- [What the task requires]: Copy the data word for word, from the line containing "[tag] white shirt: a pin per instance" through the end, with both of those included. Leave out the pictures.

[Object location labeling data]
::::

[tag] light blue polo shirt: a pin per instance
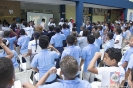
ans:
(57, 40)
(127, 55)
(73, 51)
(23, 43)
(66, 32)
(130, 63)
(11, 42)
(109, 44)
(45, 60)
(97, 43)
(76, 83)
(14, 59)
(87, 54)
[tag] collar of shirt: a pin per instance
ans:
(75, 81)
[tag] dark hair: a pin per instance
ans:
(57, 29)
(6, 33)
(6, 71)
(95, 27)
(74, 29)
(43, 20)
(70, 39)
(114, 53)
(91, 39)
(74, 24)
(100, 27)
(118, 31)
(43, 41)
(51, 28)
(110, 35)
(36, 35)
(22, 32)
(85, 33)
(64, 26)
(13, 26)
(25, 23)
(69, 67)
(96, 34)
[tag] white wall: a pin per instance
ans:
(129, 17)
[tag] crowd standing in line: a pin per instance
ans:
(61, 46)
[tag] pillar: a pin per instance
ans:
(79, 14)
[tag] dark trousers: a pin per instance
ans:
(60, 49)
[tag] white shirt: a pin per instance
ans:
(43, 25)
(128, 34)
(118, 45)
(5, 28)
(50, 24)
(70, 25)
(82, 42)
(61, 23)
(108, 73)
(29, 31)
(32, 46)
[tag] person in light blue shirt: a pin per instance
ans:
(14, 59)
(45, 59)
(110, 41)
(57, 42)
(69, 68)
(23, 42)
(71, 49)
(131, 28)
(129, 52)
(11, 40)
(57, 39)
(65, 30)
(97, 41)
(87, 54)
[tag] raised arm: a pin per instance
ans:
(6, 49)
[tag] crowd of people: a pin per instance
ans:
(70, 50)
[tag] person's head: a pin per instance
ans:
(44, 41)
(43, 20)
(6, 24)
(74, 24)
(118, 31)
(82, 28)
(90, 39)
(25, 23)
(85, 33)
(110, 35)
(39, 28)
(94, 29)
(131, 41)
(74, 29)
(64, 26)
(130, 78)
(6, 72)
(69, 67)
(96, 34)
(22, 32)
(112, 56)
(57, 29)
(100, 28)
(70, 40)
(6, 33)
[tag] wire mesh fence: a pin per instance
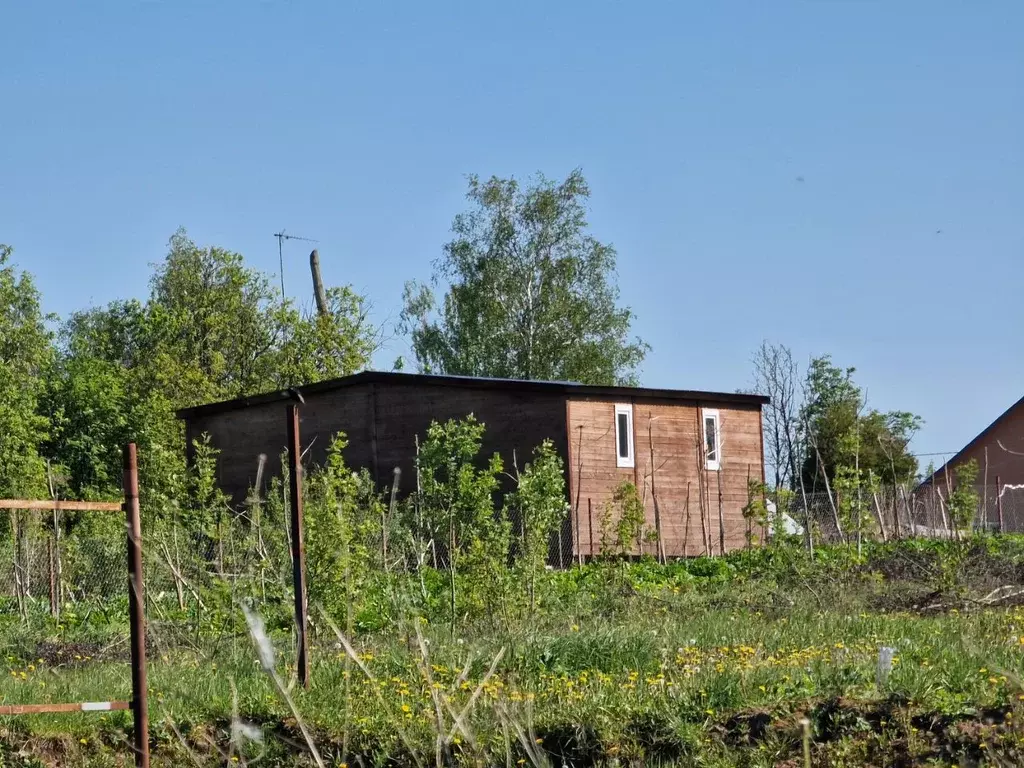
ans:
(53, 562)
(901, 513)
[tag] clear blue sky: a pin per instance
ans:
(765, 170)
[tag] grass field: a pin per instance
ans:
(701, 663)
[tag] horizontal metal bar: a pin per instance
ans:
(59, 708)
(60, 504)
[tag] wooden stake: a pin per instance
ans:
(298, 544)
(686, 523)
(136, 610)
(721, 515)
(998, 504)
(590, 524)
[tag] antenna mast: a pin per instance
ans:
(281, 255)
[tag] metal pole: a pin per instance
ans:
(298, 544)
(139, 706)
(998, 504)
(578, 540)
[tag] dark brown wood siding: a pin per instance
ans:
(381, 422)
(668, 452)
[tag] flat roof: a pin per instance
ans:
(469, 382)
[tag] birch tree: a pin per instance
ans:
(528, 292)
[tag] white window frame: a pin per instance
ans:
(713, 465)
(627, 409)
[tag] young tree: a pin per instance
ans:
(531, 294)
(212, 329)
(834, 410)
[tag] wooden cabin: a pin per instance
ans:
(674, 444)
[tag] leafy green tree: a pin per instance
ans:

::::

- [Task response]:
[tag] white shirt: a pin per instance
ans:
(43, 25)
(128, 34)
(118, 45)
(5, 28)
(50, 24)
(70, 25)
(82, 42)
(61, 23)
(108, 73)
(29, 31)
(32, 46)
[tag] person in light blue shirt: a pin per instance
ans:
(14, 59)
(45, 59)
(110, 41)
(57, 42)
(69, 68)
(23, 42)
(71, 49)
(131, 28)
(129, 52)
(11, 40)
(57, 39)
(65, 30)
(97, 41)
(87, 54)
[tag] raised arm: a pin per instance
ans:
(6, 49)
[tag] crowd of people: a pin per instance
ans:
(70, 50)
[tag] person's head: a pin per instance
ans:
(44, 41)
(43, 20)
(6, 24)
(74, 24)
(118, 31)
(82, 28)
(90, 39)
(25, 23)
(85, 33)
(110, 35)
(39, 28)
(94, 29)
(131, 41)
(74, 29)
(64, 26)
(130, 78)
(6, 72)
(69, 67)
(96, 34)
(22, 32)
(112, 56)
(57, 29)
(100, 28)
(70, 40)
(6, 33)
[tag] wire mesh fence: a pin per instance
ans:
(53, 562)
(901, 513)
[tag] clear blue sky: a pin per instance
ans:
(765, 170)
[tag] grass field: a pin per instance
ans:
(701, 663)
[tag] horizontal metal bar: a pin per instance
ans:
(59, 708)
(60, 504)
[tag] wooden stake: a pin per instance
ans:
(298, 544)
(686, 523)
(136, 610)
(721, 515)
(998, 504)
(590, 524)
[tag] antenna mast: a pin per instance
ans:
(281, 255)
[tag] metal pole: a pin per instance
ans:
(298, 544)
(139, 706)
(998, 504)
(578, 540)
[tag] dark brown wood siding: a pin per instance
ans:
(381, 422)
(668, 452)
[tag] flat roof: a pin per instance
ans:
(469, 382)
[tag] birch tree: a pin per instance
ans:
(528, 292)
[tag] white window frame: a pin per instance
ans:
(713, 465)
(627, 409)
[tag] young tree: a pin per instance
ans:
(531, 294)
(212, 329)
(834, 410)
[tag] wooden cabin: a pin per instance
ans:
(674, 444)
[tag] leafy green tree: a pin per instance
ans:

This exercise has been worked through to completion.